The exercise => Reproduce every one of the following lines verbatim, in the same order.
* Begin Given records *
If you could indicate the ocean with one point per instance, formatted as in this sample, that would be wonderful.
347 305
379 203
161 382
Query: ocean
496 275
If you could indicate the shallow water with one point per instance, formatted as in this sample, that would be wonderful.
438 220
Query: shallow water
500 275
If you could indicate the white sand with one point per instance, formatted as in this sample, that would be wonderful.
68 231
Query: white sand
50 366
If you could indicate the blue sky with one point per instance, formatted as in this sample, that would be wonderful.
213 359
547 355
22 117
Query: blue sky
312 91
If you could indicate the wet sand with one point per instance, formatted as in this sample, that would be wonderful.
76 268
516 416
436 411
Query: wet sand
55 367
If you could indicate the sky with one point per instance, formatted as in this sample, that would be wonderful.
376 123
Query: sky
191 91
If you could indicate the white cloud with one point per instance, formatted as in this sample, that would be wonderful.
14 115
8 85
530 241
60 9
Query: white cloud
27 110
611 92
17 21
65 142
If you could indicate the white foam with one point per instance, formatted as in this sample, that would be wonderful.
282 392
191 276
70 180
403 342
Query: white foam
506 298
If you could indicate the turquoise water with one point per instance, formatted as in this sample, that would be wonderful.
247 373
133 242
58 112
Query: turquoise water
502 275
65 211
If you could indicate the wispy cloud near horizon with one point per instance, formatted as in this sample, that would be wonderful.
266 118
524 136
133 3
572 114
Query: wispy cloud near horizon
* End Given records *
Exercise result =>
If you could indicate the ocean with one point per instance, formatted as in this sample, that would be wonderful.
347 305
379 203
161 382
Query: ocean
496 275
If you could indicate the shallow water with one point per instance, formatted as in this sample, that would be wonderful.
438 220
Query: shallow water
500 275
If you could indicate the white sand with one point per instance, formatted as in this sample, that would be wonderful.
68 231
Query: white sand
50 366
If you could indicate the blue sky with one point per instance, formatted as in this sample, that would be wonderful.
213 359
547 355
22 117
Query: blue sky
312 91
If you could indicate the wet sand with one point per instance, formatted as in this sample, that would be wonderful.
76 268
516 416
436 411
Query: wet sand
55 367
If you could indicate the sky with one point per instance, formatted as in this sample, that would be wonderful.
376 123
Query: sky
191 91
If you could indicate the white cloud with one point per instance, formatted as in this sample, that would be wonderful.
14 115
8 85
530 241
60 9
Query: white cloud
27 110
611 92
17 21
65 142
If you could indicate the white foam with one point per instance, formatted as in this sample, that would be wonderful.
282 392
191 276
70 180
403 342
Query: white foam
506 298
If you could indicate the turquoise water with one point per instance, formatted as in this sample, that would be wonderful.
247 373
133 242
58 112
Query: turquoise water
502 275
65 211
If you could indicate the wispy cloud near horizon with one point per instance, formatted as in this sample, that would be wonderful.
266 118
524 136
133 3
572 114
Query: wispy cloud near horizon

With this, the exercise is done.